═══ Selected passage

Date: Tue, 5 Feb 2002 22:56:41 +0100

At 00:45 -0500 2002/02/06, Matthew Tedder wrote:
>> The Bison generated parser does not back-track (ever), and in addition may
>> apply reductions before an error is detected, so if your idea is to step
>> through the text one token at a time and interpret it as you go along,
>> Bison is not at all suitable for that approach. -- But this is not a very
>> efficient approach:
>
>But flex/bison must have some idealized way of doing this.  If an
>intermediate code was invisioned, why did they design lex and yacc to tie
>directly together?  There must be some intended manner of implementing loops
>and labels..

I really don't understand your question: The way Flex and Bison works
together is the most efficient one. Backtracking (or re-interpretation)
adds a heavy penalty in performance.

>You might be intirely right, since it's not intended to be a compiler.  The
>idea of making this an interpreter was to enable certain things a compiler
>cannot do--such as executing code assembled at run-time in a string variable.

Why don't you just include the compiler withe the runtime code? If you make
a DLL, it needs not to be added twice to the system.

> This has applications where users need to assemble data processing logic,
>such as for contract management and other uses..  This is a critical
>capability of the Mumps language using in medical facilities.  Unfortunately,
>Mumps is not very lay-person friendly.

You should have cc'ed Bison help, because I do not know about Mumps.

>For my purposes, the main benefit of BASIC is in making it very easy to code
>in for professionals in other fields, not programmers.

You should perhaps check out the Freecard mailing list -- they seem to do
just this, but using various HyperCard like languages.

>> >  I have some great ideas for enhancing it.
>> > I also thought about using flex to translate BASIC to C.
>>
>> But this seems like a simple approach if you want to produce efficient
>> output code.
>
>Yeah... I might want to do this as a second project..  The interpreter has
>different benefits.  I think translation to C++ might be good for RAD game
>making...  I could make BASIC commands for QT's qcanvas class and other
>related goodies..  At the very least, it could make great skeleton code.

══════

» Problem set:
[1] Duplicate everything in the message about Flex and Bison from "I really don't" down to "penalty in performance.".
[2] Continue the email exchange about Flex, Bison and a BASIC interpreter from the point where it stops.

═══ Supplied information

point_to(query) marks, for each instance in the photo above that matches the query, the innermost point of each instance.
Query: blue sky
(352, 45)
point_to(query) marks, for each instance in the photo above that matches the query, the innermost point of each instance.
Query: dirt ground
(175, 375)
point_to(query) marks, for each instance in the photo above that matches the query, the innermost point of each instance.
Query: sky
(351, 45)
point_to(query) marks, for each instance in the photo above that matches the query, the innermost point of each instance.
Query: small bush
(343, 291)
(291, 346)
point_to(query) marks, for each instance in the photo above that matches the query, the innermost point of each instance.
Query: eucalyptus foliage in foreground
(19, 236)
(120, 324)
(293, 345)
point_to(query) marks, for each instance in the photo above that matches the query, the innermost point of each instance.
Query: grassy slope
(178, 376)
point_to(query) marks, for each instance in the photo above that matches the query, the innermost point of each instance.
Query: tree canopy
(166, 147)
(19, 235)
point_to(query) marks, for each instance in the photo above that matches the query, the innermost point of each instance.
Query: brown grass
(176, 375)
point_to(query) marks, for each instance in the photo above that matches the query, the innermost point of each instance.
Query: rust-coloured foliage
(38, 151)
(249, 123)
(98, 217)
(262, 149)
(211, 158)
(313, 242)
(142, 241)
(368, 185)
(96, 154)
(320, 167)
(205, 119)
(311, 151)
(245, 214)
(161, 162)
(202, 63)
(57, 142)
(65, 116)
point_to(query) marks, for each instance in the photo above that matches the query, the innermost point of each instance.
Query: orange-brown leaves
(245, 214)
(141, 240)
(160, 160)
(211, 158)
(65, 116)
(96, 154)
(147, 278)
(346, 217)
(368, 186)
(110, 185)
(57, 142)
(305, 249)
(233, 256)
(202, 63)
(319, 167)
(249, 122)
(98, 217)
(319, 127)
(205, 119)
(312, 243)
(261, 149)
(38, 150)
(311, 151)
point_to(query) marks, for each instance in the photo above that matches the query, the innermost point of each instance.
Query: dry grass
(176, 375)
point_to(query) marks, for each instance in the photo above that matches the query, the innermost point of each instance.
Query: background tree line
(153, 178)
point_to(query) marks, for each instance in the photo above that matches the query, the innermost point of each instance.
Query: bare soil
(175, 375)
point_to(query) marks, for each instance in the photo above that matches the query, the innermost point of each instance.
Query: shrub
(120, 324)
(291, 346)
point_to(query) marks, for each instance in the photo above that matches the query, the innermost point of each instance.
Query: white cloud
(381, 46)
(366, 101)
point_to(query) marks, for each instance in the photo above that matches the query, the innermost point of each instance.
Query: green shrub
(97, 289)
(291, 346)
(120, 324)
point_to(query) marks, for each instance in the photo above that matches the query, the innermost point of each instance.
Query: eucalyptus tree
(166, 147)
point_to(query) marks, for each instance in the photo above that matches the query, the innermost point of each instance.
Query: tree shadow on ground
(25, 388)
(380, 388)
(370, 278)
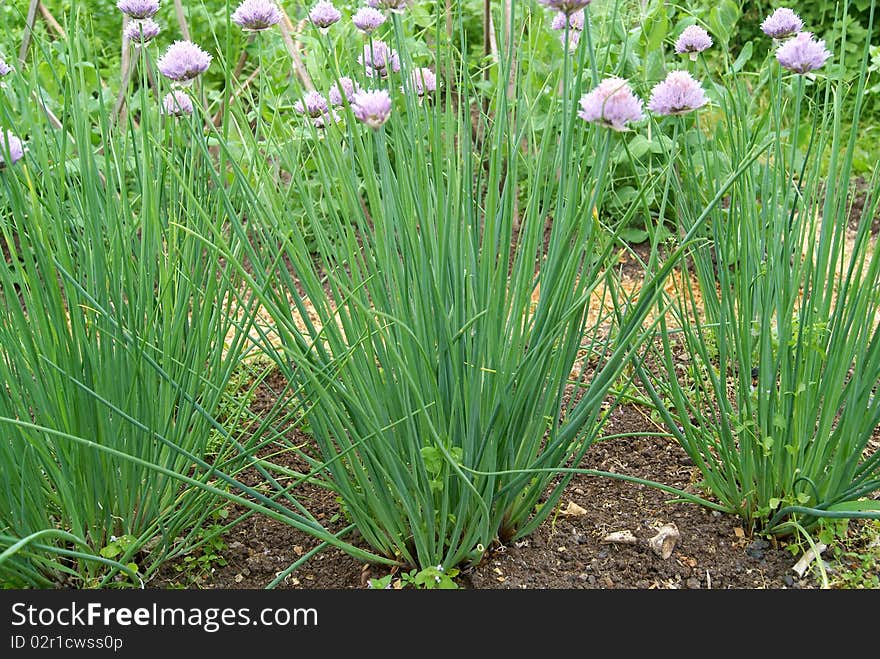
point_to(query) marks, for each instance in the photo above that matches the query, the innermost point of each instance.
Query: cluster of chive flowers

══════
═══ Supplied information

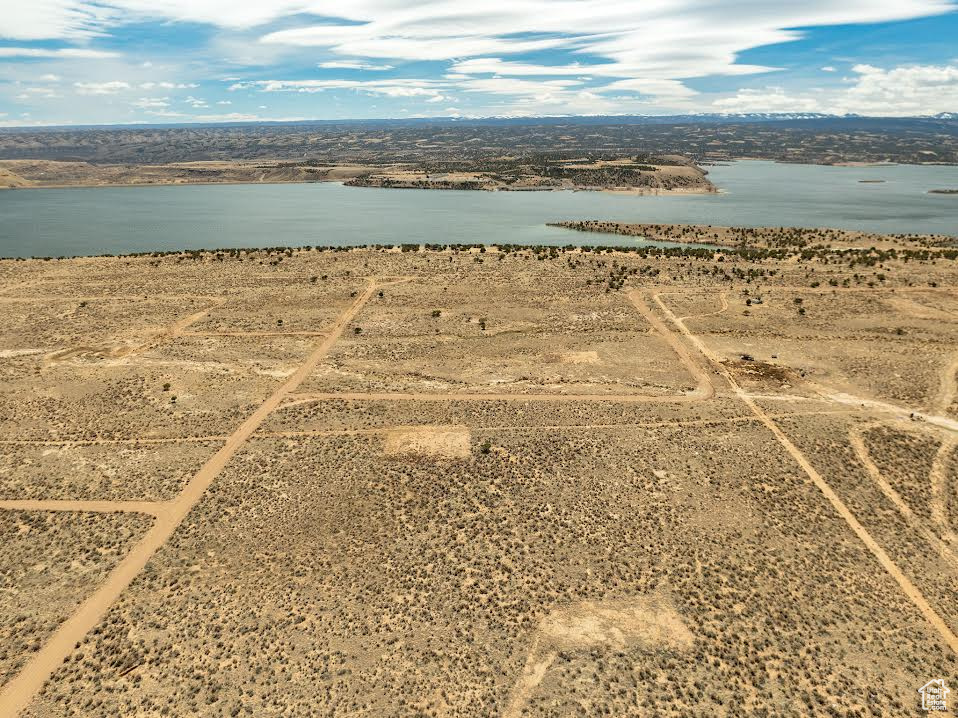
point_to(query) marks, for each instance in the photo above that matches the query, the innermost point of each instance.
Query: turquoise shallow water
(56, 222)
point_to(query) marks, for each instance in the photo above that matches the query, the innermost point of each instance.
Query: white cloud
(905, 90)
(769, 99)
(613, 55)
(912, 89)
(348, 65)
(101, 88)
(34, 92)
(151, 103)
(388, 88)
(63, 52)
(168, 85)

══════
═══ Supplied information

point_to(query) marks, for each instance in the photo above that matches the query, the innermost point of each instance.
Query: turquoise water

══════

» Numbered answers:
[1]
I really don't understand your question: The way Flex and Bison works
together is the most efficient one. Backtracking (or re-interpretation)
adds a heavy penalty in performance.

[2]
But this would not work (well) if you want strings to be interpreted on the
fly. (Unless you hook up a full C compiler.)

>> >  Would it be
>> >possible to turn such a thing easily into a gcc front-end?
>>
>> I am not sure what you mean by "gcc front-end" here: Note however, that the
>> Haskell compiler GHC <http://haskell.org/> produces C as output. I write on
>> a compiler of my own OOPL that produces C++ as output.
>>
>> The GHC compiler is tied to GCC only because it uses special GCC compiler
>> features. If you produce standard C/C++ as output, which I figure would be
>> possible with Basic, then that would not be needed.
>
>Maybe I was thinking of something very similar then.  I hear GNU's C++ was
>originally just a tool that converted C++ code to C code.  It was then
>accepted into the gcc family, I believe.  Therefore, would such as approach
>be viable to adopting BASIC into the gcc family.

It is at least an easy starting point. One can then successively rewrite
the portions needed. This is a common approach. For example, Java is said
to be written in earlier versions of Java. If one implements a C compiler,
one can implement a small part of it, a kernel, in assembler, and then
implement the rest in this mini-C.

The best place for such discussions is probably comp.compilers.